» **Exercise instructions**:
Gather every line in the rows below that contains the string "grassy", and copy each one in full.

» **Record set**:

>> START

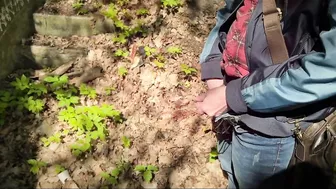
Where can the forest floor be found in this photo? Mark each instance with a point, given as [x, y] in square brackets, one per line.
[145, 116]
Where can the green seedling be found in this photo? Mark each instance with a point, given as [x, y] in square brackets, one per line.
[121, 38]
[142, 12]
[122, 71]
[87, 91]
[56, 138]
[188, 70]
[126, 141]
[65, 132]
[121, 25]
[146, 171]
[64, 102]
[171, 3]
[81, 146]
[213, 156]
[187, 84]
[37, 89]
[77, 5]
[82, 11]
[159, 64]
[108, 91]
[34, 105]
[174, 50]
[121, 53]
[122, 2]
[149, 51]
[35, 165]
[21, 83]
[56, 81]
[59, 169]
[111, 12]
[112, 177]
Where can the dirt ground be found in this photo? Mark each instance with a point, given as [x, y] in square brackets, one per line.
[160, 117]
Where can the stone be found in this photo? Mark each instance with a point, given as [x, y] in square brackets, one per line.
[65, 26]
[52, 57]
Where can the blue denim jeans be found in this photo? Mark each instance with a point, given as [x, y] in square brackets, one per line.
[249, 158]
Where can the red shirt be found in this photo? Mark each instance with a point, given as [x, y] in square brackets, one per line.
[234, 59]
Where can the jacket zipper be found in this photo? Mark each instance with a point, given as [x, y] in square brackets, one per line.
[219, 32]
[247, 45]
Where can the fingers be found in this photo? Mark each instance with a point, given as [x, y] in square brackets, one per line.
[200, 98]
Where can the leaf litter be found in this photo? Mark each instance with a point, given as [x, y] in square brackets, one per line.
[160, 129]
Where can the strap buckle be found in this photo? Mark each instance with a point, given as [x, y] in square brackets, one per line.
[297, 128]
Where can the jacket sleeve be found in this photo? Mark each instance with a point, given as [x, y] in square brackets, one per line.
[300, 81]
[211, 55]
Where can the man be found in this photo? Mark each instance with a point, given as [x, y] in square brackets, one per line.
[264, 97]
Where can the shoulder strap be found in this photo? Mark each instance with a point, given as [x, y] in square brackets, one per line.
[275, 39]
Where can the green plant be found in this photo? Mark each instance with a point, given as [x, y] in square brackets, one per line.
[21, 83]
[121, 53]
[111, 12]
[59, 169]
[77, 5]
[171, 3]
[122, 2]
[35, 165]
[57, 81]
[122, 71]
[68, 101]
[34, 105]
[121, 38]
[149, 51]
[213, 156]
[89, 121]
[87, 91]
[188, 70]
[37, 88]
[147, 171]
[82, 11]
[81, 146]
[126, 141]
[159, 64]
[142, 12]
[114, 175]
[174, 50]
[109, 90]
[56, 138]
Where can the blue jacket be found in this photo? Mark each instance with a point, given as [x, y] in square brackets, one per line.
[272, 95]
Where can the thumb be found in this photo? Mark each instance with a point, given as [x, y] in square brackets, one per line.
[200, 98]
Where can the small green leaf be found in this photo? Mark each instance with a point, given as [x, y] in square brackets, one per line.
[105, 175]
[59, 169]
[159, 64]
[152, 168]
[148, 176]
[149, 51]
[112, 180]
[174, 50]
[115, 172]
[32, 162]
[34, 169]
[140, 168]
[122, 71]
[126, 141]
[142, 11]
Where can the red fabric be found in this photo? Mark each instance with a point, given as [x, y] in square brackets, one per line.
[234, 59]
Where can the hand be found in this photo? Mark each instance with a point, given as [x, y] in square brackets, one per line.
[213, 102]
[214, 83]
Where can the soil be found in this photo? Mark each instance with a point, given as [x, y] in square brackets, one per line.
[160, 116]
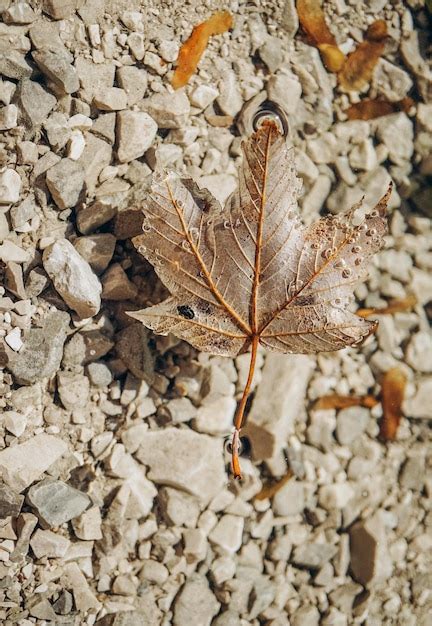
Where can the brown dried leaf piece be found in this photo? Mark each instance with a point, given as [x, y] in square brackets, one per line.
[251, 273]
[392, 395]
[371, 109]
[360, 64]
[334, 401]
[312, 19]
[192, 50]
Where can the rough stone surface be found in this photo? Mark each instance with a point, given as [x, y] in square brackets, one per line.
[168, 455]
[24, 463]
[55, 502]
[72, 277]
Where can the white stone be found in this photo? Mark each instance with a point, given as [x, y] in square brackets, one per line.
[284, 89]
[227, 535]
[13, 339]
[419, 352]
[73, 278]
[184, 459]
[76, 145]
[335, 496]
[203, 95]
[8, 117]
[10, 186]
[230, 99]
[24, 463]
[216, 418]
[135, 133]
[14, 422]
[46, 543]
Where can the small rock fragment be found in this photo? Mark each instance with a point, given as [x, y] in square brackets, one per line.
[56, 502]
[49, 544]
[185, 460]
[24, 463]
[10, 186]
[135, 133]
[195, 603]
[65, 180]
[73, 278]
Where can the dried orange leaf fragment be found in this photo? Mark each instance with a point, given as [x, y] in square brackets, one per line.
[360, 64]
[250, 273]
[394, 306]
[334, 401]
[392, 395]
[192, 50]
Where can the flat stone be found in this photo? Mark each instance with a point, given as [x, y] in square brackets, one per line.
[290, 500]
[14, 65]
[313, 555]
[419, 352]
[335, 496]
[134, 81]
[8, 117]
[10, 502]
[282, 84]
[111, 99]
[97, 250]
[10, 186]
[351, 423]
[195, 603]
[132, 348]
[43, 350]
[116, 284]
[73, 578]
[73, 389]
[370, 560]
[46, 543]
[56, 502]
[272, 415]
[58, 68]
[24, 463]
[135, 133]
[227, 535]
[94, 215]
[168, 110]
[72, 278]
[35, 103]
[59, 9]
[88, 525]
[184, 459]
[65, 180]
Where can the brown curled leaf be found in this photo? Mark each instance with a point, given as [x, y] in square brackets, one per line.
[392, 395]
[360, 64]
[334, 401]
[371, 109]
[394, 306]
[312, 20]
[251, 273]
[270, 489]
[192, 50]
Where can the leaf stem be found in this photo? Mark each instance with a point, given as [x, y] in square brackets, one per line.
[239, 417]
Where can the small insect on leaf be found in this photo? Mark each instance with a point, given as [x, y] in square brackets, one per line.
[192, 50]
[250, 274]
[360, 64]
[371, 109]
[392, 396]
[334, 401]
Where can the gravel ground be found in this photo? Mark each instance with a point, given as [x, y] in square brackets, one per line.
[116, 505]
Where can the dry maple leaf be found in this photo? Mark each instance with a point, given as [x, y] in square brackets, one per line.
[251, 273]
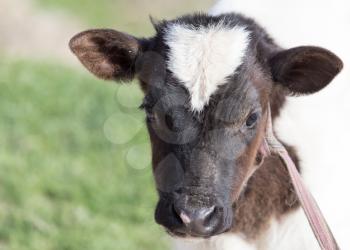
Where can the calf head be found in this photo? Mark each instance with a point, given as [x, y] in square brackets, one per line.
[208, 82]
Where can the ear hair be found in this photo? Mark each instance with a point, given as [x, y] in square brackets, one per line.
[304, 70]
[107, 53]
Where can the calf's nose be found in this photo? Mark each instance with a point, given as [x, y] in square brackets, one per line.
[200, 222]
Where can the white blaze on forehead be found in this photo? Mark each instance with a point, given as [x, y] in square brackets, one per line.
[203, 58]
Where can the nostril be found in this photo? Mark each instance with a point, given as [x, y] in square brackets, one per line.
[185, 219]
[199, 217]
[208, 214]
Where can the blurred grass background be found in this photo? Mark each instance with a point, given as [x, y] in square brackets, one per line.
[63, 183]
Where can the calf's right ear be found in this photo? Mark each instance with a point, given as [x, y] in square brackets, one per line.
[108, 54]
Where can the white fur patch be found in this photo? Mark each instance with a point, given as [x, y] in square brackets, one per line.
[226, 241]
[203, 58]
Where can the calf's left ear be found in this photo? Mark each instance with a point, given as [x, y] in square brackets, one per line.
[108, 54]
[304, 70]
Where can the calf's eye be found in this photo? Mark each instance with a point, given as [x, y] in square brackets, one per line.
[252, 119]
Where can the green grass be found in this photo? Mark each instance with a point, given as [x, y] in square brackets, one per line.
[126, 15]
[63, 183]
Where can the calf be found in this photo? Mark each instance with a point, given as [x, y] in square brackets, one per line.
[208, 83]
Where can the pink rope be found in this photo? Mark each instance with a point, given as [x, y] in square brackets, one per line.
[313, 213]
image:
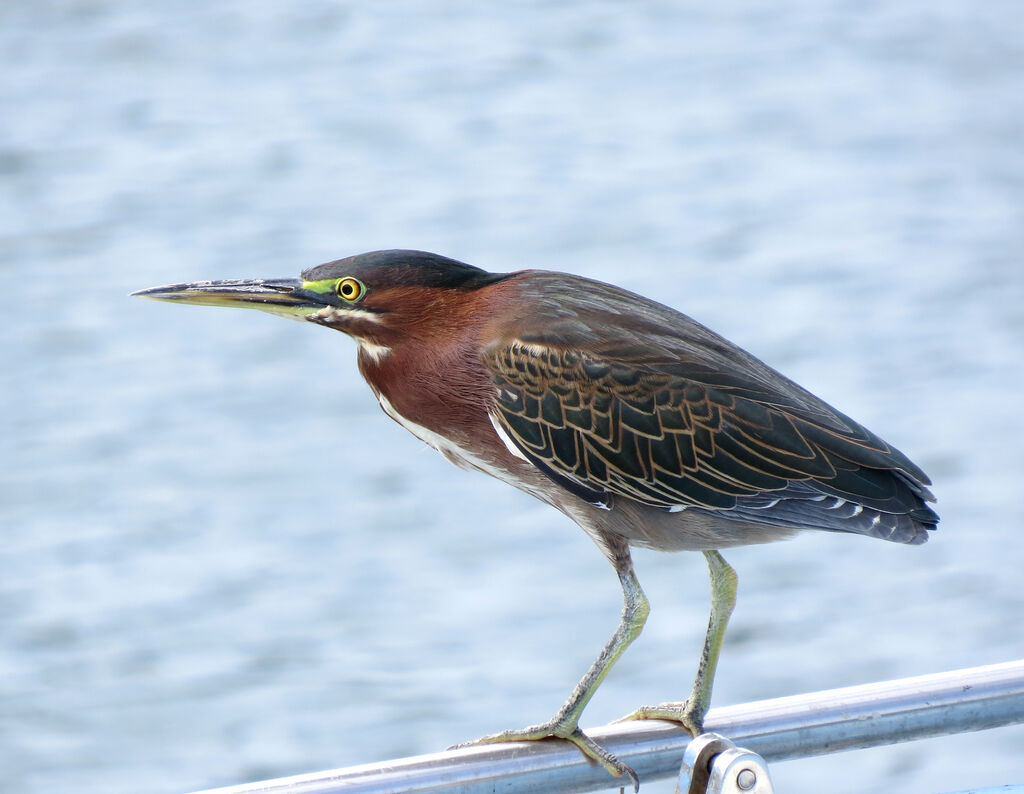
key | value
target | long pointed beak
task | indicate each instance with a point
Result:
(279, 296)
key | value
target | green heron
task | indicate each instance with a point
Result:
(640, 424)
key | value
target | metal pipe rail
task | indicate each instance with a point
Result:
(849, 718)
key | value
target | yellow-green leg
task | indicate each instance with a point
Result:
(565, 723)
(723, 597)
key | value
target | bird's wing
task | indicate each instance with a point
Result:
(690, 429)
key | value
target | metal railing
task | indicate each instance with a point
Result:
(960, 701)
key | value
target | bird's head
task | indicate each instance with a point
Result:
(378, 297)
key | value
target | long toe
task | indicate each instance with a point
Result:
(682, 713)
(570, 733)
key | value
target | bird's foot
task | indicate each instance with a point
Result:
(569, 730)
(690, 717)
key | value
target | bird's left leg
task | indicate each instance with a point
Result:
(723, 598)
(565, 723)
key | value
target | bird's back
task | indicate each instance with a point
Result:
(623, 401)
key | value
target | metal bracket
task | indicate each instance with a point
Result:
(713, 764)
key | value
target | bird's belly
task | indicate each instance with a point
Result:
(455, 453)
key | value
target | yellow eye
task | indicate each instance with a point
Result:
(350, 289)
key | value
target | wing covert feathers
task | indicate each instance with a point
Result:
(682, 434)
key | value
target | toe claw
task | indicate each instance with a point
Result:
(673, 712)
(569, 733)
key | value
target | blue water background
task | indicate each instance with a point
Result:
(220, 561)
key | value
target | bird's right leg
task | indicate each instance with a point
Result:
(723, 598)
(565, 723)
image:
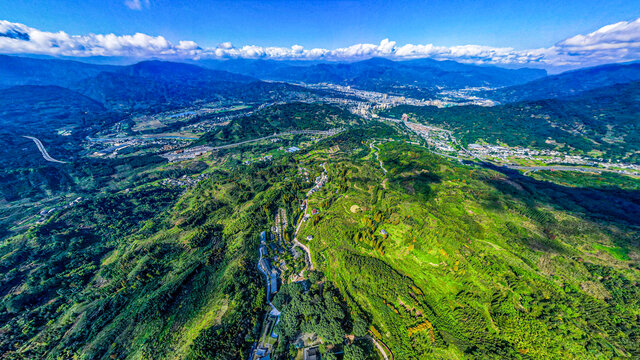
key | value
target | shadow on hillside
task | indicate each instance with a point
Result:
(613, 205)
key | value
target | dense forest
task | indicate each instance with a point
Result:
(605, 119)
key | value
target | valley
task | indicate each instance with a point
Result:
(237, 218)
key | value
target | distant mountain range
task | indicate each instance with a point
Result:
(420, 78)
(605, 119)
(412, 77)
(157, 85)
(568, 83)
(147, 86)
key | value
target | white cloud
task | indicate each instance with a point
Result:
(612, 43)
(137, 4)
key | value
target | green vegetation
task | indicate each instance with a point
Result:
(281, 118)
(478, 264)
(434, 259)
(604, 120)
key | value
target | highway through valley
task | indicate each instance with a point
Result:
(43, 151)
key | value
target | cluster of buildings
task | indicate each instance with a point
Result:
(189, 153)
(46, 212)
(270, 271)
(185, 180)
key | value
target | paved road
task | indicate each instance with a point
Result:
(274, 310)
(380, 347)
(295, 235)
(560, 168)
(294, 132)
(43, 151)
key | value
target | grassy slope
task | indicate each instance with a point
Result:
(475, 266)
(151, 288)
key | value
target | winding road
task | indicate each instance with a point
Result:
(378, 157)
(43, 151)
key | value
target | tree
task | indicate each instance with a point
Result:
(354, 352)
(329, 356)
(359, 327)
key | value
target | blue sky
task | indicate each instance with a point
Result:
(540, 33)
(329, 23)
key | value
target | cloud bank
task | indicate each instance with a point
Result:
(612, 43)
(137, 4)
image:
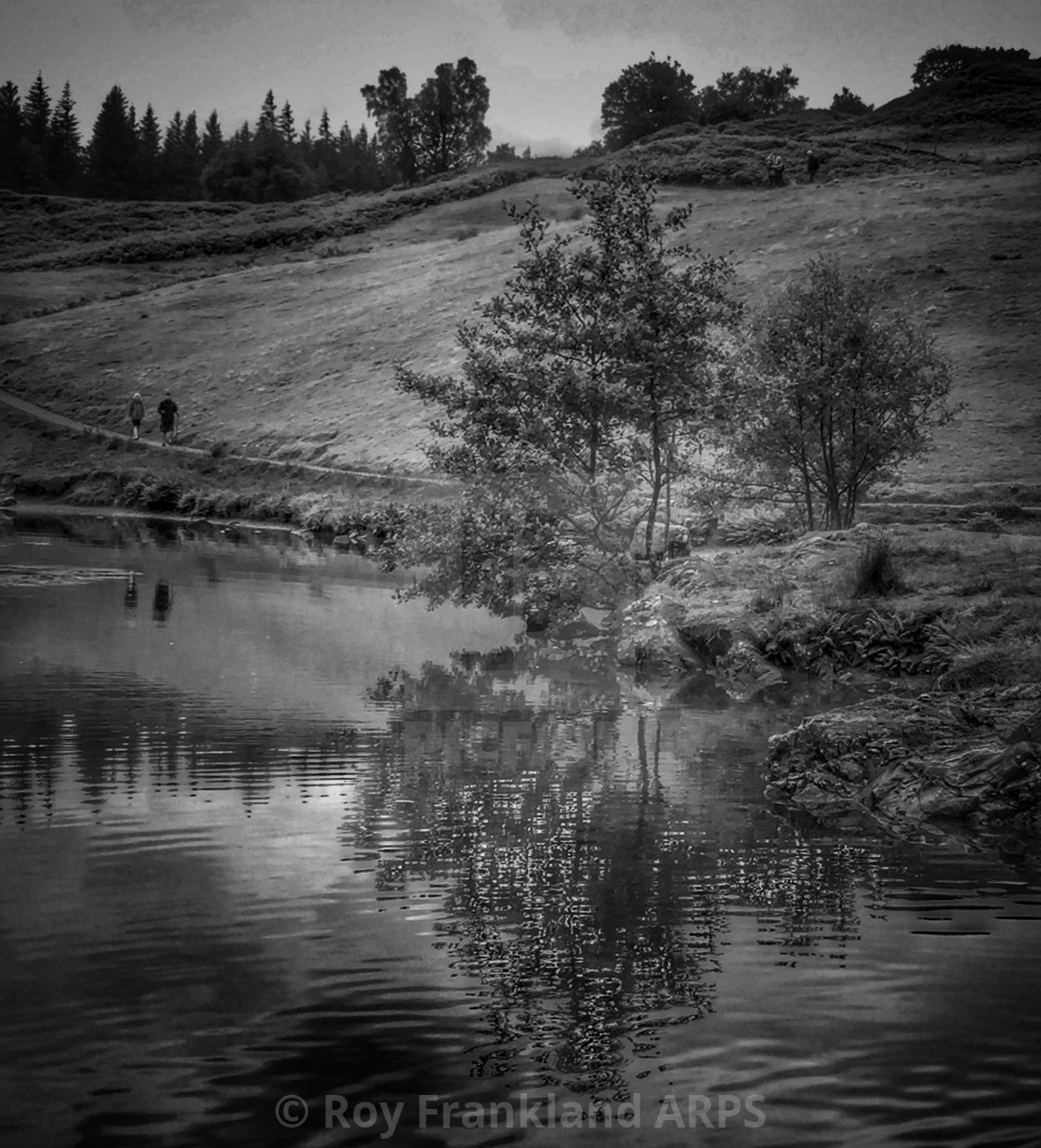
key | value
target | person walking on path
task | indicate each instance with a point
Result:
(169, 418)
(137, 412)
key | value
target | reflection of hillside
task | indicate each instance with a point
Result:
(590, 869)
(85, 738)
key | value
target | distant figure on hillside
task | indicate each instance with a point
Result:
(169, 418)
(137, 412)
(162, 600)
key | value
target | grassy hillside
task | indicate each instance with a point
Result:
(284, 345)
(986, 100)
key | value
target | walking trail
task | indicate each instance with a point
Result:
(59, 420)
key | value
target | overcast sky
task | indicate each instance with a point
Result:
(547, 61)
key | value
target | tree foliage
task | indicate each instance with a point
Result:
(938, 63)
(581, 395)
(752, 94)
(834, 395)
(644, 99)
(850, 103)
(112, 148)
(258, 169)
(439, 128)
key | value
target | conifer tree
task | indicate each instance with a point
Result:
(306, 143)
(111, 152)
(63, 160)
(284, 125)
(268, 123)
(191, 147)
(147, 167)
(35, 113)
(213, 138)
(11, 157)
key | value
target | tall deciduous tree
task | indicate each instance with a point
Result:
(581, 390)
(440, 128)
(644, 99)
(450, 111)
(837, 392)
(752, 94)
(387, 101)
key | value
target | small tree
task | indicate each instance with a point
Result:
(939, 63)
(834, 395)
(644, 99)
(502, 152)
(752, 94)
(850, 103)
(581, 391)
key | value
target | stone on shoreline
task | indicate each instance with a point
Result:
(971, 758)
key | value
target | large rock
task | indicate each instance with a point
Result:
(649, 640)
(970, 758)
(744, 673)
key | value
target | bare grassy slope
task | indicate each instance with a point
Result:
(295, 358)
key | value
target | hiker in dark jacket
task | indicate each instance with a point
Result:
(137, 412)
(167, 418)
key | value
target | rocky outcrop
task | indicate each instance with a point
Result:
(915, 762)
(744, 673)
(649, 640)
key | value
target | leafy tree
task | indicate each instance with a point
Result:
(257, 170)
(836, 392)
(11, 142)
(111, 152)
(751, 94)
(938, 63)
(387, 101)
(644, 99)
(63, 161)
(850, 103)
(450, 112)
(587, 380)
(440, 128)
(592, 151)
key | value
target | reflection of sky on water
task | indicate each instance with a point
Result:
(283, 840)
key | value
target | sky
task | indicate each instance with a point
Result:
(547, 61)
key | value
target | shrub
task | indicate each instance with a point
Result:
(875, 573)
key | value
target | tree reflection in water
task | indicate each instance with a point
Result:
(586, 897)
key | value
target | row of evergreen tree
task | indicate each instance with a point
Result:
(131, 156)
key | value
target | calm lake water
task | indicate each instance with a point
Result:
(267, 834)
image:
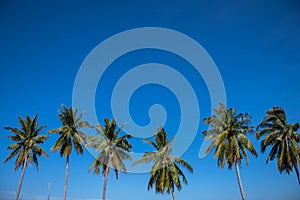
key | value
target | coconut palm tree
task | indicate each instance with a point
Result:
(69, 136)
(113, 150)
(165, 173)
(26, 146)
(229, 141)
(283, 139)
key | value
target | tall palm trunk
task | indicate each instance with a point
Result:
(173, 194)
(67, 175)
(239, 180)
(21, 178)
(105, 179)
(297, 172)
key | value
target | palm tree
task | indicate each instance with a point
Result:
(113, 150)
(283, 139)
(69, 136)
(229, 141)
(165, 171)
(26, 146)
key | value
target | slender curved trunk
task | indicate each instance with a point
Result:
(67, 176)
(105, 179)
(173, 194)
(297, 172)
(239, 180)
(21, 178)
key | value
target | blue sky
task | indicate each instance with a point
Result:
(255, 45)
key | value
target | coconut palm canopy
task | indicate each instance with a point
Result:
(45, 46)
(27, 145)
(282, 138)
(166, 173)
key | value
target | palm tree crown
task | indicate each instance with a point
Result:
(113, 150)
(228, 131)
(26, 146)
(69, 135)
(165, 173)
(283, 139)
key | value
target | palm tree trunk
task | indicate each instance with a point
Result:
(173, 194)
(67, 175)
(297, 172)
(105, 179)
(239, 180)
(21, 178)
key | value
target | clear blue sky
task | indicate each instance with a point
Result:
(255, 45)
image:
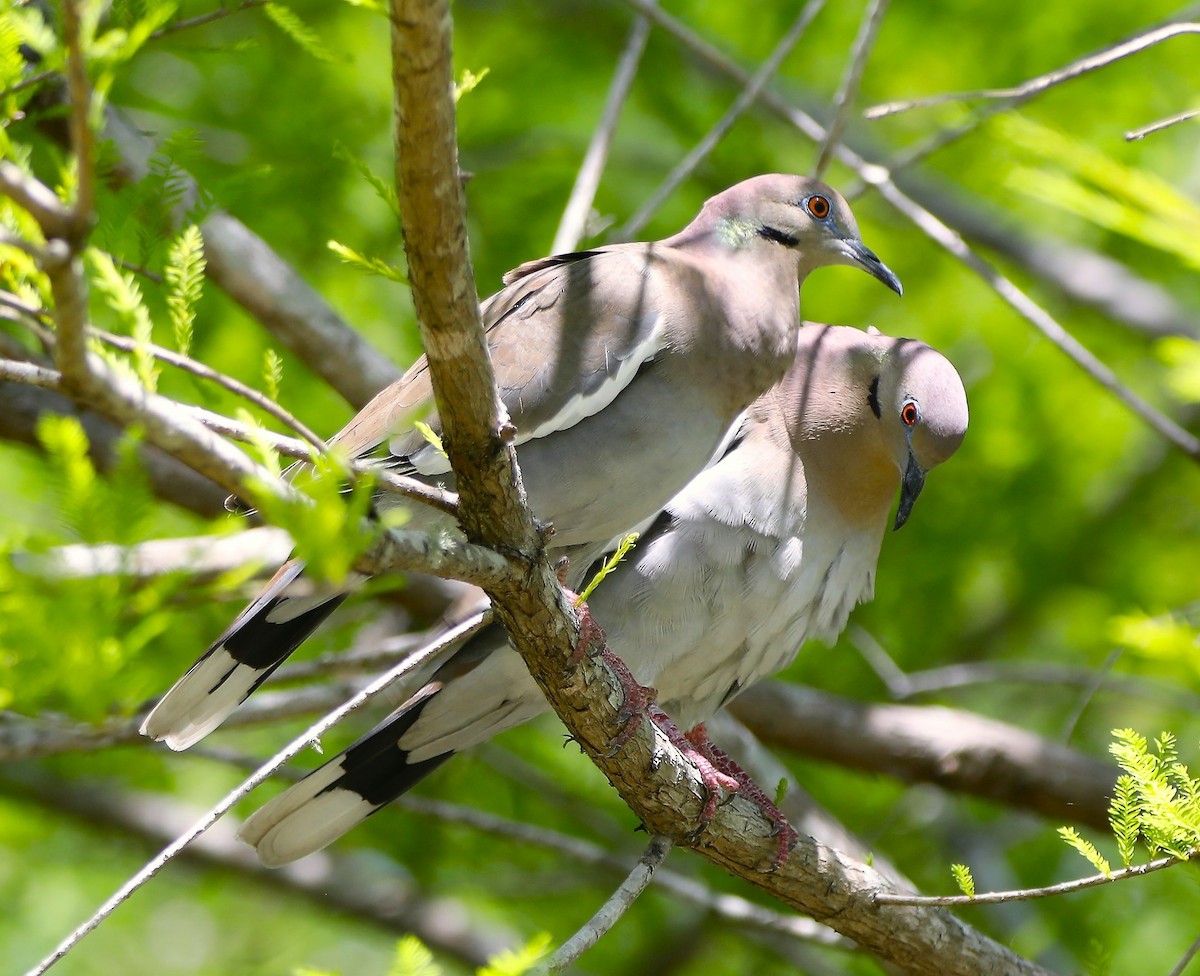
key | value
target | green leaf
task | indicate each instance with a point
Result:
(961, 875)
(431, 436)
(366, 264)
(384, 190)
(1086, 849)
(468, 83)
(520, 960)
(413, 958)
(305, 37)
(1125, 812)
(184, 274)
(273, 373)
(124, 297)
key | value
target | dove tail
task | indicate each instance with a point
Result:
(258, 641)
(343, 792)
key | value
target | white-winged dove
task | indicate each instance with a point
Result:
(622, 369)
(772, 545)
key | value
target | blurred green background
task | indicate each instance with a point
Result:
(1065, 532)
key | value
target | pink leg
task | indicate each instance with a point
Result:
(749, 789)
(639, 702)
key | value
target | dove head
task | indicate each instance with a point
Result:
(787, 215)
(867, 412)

>> END

» **The result**:
target | grassy slope
target | grassy hillside
target | bare grassy slope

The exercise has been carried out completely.